State how many lines of the listing contain the string "wall". Give only the number.

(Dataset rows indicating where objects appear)
-- Start --

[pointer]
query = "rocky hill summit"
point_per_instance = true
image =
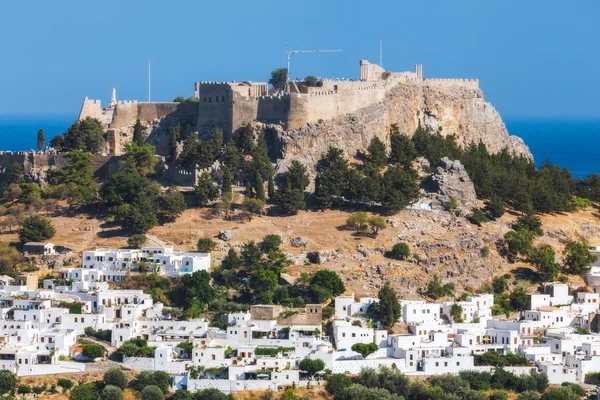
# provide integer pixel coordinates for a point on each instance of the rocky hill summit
(452, 109)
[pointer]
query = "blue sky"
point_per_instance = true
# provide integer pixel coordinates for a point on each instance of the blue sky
(533, 58)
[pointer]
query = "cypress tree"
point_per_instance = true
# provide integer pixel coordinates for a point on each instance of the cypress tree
(226, 185)
(138, 133)
(271, 187)
(259, 186)
(41, 139)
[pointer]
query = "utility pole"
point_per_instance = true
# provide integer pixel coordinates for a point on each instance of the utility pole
(292, 52)
(148, 80)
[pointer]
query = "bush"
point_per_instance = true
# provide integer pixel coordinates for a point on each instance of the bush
(400, 251)
(477, 217)
(66, 384)
(365, 348)
(270, 242)
(499, 395)
(136, 241)
(92, 350)
(205, 245)
(85, 391)
(8, 381)
(111, 393)
(152, 392)
(36, 229)
(115, 377)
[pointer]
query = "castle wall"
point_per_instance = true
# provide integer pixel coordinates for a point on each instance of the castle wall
(215, 107)
(93, 109)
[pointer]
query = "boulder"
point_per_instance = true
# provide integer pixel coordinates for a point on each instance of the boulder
(226, 235)
(451, 180)
(298, 242)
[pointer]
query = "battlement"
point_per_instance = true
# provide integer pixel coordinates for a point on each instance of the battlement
(468, 83)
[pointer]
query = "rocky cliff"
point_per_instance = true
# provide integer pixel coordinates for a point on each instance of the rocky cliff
(449, 109)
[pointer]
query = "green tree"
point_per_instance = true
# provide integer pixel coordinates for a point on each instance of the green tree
(400, 251)
(16, 174)
(544, 259)
(139, 159)
(518, 299)
(312, 366)
(290, 200)
(388, 309)
(244, 141)
(86, 135)
(138, 133)
(436, 288)
(111, 392)
(8, 381)
(226, 188)
(403, 150)
(278, 78)
(252, 207)
(92, 350)
(152, 392)
(401, 188)
(36, 229)
(115, 377)
(578, 257)
(205, 190)
(66, 384)
(271, 242)
(174, 138)
(85, 391)
(205, 245)
(328, 280)
(41, 139)
(376, 153)
(495, 207)
(259, 185)
(232, 260)
(456, 313)
(364, 349)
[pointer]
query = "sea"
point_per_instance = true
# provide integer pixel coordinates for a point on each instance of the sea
(567, 142)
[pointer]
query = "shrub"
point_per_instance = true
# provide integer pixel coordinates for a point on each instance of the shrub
(36, 229)
(85, 391)
(152, 392)
(400, 251)
(136, 241)
(477, 217)
(115, 377)
(66, 384)
(92, 350)
(111, 392)
(365, 348)
(205, 245)
(8, 381)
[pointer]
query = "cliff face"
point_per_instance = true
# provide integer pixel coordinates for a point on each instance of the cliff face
(453, 108)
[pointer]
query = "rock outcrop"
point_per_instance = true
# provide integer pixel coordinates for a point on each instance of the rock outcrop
(451, 180)
(449, 110)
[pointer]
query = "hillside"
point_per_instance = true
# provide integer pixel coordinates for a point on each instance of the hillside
(449, 247)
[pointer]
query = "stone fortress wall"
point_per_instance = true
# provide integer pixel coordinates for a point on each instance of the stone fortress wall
(230, 105)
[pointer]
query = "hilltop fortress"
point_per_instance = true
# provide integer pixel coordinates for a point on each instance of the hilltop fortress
(304, 121)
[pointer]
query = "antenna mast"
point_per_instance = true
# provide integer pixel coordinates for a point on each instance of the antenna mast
(148, 80)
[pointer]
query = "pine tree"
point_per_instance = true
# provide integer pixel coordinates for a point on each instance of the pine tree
(138, 133)
(226, 185)
(41, 139)
(259, 186)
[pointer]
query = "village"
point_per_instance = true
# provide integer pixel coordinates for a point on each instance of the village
(42, 330)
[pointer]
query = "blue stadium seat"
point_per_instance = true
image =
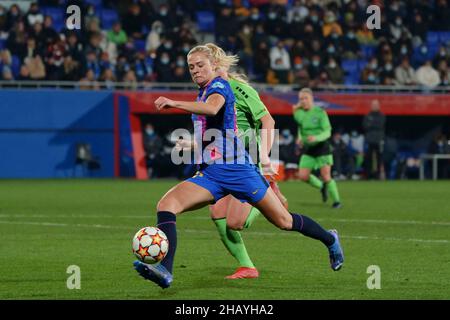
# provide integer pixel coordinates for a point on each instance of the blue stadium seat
(433, 38)
(108, 17)
(15, 65)
(206, 21)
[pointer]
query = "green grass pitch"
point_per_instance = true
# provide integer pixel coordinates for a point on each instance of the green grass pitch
(47, 225)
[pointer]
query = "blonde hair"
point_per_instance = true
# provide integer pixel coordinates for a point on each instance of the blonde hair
(221, 60)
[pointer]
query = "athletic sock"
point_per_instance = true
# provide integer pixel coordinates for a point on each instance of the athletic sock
(333, 191)
(315, 182)
(233, 242)
(167, 223)
(254, 213)
(311, 229)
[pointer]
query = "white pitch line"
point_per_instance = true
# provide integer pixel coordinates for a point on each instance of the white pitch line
(206, 217)
(250, 233)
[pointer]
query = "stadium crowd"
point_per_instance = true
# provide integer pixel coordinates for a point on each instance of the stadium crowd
(303, 42)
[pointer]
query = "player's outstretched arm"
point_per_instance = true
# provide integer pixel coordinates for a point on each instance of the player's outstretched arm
(210, 107)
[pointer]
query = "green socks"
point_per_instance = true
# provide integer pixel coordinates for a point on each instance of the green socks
(315, 182)
(332, 191)
(233, 242)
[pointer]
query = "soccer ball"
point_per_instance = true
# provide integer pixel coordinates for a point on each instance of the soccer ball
(150, 245)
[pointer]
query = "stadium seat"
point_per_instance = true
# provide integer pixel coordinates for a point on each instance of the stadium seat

-- End --

SOLVED PROBLEM:
4